■ Directive
Reproduce every one of the records below word for word, leaving the pictures out.

**********

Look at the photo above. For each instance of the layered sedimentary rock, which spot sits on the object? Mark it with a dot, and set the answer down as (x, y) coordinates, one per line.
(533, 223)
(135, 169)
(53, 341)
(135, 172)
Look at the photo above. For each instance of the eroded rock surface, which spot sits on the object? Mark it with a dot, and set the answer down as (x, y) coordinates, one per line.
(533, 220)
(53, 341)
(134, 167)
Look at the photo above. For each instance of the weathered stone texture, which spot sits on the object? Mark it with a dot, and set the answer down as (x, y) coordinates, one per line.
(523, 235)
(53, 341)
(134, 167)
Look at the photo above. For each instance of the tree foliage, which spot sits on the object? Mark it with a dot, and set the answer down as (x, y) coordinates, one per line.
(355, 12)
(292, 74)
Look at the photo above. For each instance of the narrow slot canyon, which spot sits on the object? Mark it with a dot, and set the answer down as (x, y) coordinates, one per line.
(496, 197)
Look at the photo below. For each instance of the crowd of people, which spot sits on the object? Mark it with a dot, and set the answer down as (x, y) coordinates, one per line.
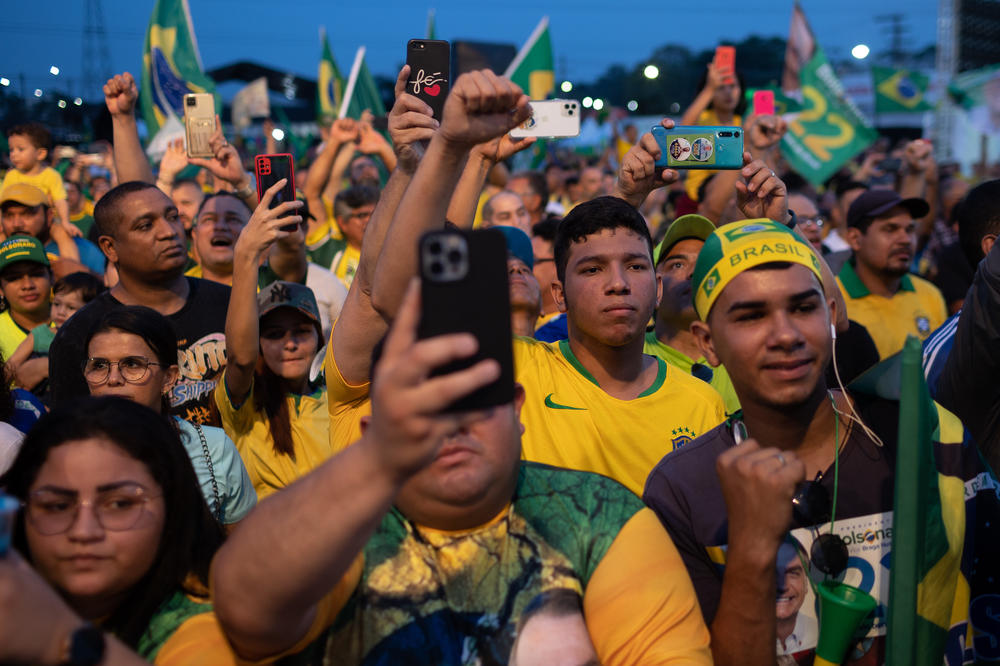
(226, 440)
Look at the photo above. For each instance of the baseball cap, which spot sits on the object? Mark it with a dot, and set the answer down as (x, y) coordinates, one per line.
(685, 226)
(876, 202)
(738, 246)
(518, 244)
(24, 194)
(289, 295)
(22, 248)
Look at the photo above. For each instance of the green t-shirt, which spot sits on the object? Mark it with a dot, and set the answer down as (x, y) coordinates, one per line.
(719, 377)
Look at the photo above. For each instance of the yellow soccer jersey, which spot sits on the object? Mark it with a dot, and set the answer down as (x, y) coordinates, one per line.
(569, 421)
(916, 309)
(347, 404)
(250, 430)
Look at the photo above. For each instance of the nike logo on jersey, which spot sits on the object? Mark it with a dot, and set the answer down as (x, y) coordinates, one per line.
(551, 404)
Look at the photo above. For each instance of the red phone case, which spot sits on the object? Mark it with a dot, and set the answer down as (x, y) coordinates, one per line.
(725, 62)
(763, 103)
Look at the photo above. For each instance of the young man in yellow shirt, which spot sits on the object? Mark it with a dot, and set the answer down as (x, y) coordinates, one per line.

**********

■ Result for this task
Look at the photo above. For each instance of the layered sedimentary rock, which spot sits on the object? Mark it with a dot, and set the answer down as (x, y) coordinates, one per line.
(533, 223)
(135, 169)
(53, 341)
(135, 172)
Look at the photo above. For each instance of the eroded rock surface, which spot sits on the object? Mark it with a dot, and set the answer down as (x, y) coordinates, one per line.
(533, 220)
(53, 341)
(134, 167)
Look at the photo above. For each instance of the weathered stone texture, which spot sits on the object? Mark it with a dot, and set the answer down as (x, y) coordinates, one per line.
(523, 235)
(53, 341)
(134, 167)
Look at the photo above. For each instance of the tree foliage, which spot sits on the object? Mark it with a dot, and set the answer down as (x, y) coordinates, one per line.
(355, 12)
(292, 74)
Look at the photo above. For each instance of the narrow slot canyon, which spot sits on the object? Mark it with a dot, and set the answer down as (x, y) coordinates, one per line.
(496, 197)
Look at the photo below. For each instance of the crowd of people, which spot sits on the object? Mark it with a dot, and set the answer down as (x, y) coordinates, one per line.
(226, 440)
Look at the photo above. For each instance of the baseball cap, which spot sits on the object? Mark it with a dot, and set the answer down as (x, y) coordinates, one per line.
(685, 226)
(876, 202)
(738, 246)
(518, 244)
(24, 194)
(289, 295)
(22, 248)
Look at the photo above. For each instance of the green t-shirt, which spot sits on the object? Mark it with a dot, and set the answer down as (x, y) coordinates, one per line.
(719, 377)
Look at the photo above. For each instance of the yellow soccer jersey, which spot sits on the object? Mark it with a dot, and set the answer down as (x, y) coordinates, one per line.
(569, 421)
(916, 309)
(347, 404)
(250, 430)
Look at the photo above. For each instance of the nike logo on jersey, which spot sits on the object? Mark it with a dot, and set the answer down as (x, y) coordinates, one per line.
(551, 404)
Look at the photo above. For each instance of the red phone case, which spot sits on the object? Mark it with a dot, and set the answer down as (x, y) coordinates, one per line.
(725, 62)
(763, 103)
Look at the photo above. For each instance of the young man in yellow shirt, which spot sits on the object? Mark it with a dot, and set the answer down as (x, y) coordinates, one per line.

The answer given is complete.